## Instructions to follow
Gather every line in the records below that contains the word "field" and copy each one out.

(Records)

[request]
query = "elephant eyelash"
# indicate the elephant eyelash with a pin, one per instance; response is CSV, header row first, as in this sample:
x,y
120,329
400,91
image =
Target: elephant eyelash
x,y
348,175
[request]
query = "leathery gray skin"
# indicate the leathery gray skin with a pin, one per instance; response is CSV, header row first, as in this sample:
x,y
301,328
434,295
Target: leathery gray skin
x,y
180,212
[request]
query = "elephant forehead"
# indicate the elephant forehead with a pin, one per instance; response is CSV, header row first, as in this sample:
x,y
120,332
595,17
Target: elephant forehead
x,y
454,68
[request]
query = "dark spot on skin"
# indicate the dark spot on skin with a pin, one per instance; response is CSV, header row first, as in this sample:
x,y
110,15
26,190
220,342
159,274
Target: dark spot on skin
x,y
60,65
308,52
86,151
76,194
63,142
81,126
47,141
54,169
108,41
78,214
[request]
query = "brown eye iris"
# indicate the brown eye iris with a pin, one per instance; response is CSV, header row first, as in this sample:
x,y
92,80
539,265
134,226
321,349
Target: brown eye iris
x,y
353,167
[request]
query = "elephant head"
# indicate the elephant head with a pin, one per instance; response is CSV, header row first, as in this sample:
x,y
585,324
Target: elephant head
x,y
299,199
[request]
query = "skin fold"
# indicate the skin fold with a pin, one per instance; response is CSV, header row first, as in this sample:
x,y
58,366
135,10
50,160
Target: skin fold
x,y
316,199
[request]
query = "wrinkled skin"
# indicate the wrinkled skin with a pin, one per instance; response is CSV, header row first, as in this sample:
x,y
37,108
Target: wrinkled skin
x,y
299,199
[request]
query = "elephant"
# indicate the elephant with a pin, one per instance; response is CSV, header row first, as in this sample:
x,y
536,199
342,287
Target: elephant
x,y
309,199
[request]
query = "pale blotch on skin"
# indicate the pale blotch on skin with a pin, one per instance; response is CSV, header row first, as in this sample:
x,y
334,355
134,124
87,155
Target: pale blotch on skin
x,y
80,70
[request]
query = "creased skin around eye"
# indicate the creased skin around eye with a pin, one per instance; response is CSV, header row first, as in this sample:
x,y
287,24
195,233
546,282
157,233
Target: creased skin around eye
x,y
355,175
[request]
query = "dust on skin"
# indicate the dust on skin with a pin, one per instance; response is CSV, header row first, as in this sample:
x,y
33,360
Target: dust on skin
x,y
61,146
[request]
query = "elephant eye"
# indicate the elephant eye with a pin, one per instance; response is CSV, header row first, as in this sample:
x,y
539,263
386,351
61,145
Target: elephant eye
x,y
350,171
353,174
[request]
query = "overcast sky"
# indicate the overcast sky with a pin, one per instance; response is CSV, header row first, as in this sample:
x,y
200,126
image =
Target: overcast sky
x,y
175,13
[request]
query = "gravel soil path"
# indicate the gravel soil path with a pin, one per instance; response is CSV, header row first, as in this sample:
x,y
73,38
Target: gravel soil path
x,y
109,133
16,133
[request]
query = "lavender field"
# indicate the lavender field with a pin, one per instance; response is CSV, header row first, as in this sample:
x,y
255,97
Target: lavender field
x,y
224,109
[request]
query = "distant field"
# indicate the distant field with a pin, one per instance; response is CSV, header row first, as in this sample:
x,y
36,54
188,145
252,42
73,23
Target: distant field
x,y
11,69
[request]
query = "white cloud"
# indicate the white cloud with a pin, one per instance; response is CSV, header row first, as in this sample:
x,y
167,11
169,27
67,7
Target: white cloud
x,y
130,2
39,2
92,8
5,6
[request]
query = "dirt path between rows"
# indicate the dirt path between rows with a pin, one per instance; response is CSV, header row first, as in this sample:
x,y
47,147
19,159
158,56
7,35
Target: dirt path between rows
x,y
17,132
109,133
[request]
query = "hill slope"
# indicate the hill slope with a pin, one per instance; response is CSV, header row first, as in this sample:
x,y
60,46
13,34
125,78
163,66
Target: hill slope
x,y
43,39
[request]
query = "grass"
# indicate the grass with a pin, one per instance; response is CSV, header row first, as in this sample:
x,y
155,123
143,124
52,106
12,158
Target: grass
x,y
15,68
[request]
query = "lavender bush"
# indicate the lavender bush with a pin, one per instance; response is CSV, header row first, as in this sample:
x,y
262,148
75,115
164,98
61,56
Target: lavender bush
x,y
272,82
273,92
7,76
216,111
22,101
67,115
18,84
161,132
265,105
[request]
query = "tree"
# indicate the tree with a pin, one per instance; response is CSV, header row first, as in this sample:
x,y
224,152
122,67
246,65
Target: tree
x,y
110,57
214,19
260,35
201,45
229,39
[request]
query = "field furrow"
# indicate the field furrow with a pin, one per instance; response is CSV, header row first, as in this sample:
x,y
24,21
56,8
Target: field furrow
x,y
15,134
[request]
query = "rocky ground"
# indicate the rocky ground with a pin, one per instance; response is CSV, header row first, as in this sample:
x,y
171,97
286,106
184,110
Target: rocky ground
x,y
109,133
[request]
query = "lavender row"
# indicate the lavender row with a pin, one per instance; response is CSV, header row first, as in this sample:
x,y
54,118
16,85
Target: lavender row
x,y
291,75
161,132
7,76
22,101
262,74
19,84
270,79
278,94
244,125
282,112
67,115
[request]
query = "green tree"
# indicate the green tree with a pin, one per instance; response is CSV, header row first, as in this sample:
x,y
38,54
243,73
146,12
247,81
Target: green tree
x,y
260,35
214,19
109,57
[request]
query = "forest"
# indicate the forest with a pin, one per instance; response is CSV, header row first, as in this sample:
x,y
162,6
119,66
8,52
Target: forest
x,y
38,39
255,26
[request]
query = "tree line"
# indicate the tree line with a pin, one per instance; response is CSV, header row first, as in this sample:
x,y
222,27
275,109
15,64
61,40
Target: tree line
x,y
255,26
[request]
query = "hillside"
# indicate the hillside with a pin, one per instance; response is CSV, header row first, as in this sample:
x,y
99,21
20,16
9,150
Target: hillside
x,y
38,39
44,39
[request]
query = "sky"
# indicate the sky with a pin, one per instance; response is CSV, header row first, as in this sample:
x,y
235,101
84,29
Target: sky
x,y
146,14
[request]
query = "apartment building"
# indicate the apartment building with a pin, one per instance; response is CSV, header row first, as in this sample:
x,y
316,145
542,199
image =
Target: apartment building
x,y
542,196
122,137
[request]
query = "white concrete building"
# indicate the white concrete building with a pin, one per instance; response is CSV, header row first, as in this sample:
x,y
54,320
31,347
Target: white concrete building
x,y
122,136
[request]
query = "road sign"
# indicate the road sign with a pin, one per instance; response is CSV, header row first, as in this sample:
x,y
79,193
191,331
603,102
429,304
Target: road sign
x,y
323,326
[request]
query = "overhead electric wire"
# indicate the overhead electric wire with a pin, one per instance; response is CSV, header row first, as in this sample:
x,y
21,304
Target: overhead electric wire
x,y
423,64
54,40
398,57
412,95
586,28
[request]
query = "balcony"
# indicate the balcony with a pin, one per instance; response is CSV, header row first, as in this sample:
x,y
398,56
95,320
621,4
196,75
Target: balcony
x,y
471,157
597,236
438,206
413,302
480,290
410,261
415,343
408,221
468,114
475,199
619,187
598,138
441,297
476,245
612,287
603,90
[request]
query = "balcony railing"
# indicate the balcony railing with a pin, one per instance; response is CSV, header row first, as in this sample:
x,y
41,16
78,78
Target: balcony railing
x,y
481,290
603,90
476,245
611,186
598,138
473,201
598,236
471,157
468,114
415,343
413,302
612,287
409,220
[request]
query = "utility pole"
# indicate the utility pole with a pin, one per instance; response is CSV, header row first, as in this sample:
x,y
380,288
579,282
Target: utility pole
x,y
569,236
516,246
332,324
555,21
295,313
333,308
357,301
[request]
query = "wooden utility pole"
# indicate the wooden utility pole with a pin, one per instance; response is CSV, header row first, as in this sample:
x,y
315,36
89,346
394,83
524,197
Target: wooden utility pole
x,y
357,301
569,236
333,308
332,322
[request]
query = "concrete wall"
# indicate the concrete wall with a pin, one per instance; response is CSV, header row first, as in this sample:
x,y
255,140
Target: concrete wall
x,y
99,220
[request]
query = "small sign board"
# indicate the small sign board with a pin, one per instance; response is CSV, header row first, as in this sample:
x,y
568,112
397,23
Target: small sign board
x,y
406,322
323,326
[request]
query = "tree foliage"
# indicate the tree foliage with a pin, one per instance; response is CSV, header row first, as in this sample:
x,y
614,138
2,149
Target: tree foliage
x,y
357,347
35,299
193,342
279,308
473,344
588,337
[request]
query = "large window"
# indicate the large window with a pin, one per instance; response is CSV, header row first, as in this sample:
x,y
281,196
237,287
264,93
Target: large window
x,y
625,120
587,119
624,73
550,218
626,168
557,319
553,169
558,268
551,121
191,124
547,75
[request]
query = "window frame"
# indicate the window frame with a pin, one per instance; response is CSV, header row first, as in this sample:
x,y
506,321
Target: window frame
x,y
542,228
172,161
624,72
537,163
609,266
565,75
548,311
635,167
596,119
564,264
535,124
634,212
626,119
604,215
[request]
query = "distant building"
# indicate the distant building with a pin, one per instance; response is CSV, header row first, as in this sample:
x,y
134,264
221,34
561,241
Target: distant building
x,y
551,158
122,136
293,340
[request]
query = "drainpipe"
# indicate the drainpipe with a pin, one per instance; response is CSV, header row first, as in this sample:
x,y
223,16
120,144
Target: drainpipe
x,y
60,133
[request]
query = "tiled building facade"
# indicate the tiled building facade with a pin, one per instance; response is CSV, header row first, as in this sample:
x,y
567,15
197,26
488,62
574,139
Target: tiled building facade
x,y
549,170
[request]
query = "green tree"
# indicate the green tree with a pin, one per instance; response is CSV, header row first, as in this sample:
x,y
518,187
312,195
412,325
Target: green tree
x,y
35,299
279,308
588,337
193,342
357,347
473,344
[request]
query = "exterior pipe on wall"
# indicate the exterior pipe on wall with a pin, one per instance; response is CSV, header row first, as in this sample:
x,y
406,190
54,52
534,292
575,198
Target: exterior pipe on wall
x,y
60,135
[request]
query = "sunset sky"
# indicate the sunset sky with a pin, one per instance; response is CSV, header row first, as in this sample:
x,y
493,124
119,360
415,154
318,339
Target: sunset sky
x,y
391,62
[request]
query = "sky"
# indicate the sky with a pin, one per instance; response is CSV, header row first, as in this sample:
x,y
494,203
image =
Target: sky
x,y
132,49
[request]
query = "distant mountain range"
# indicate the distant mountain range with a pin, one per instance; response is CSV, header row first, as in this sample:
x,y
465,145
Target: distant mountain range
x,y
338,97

## Output of the exercise
query = "lavender field"
# indicate the lavender field with a pin, one per instance; response is CSV, header row first, as in this sample:
Target: lavender field
query = "distant field"
# indicate the distant field with a pin, one per instance; response is CSV, header row first, as in this sample:
Target: distant field
query = "field furrow"
# indicate the field furrow with a pin, one per instance; response is CSV, header row first, as in this sample:
Target: field furrow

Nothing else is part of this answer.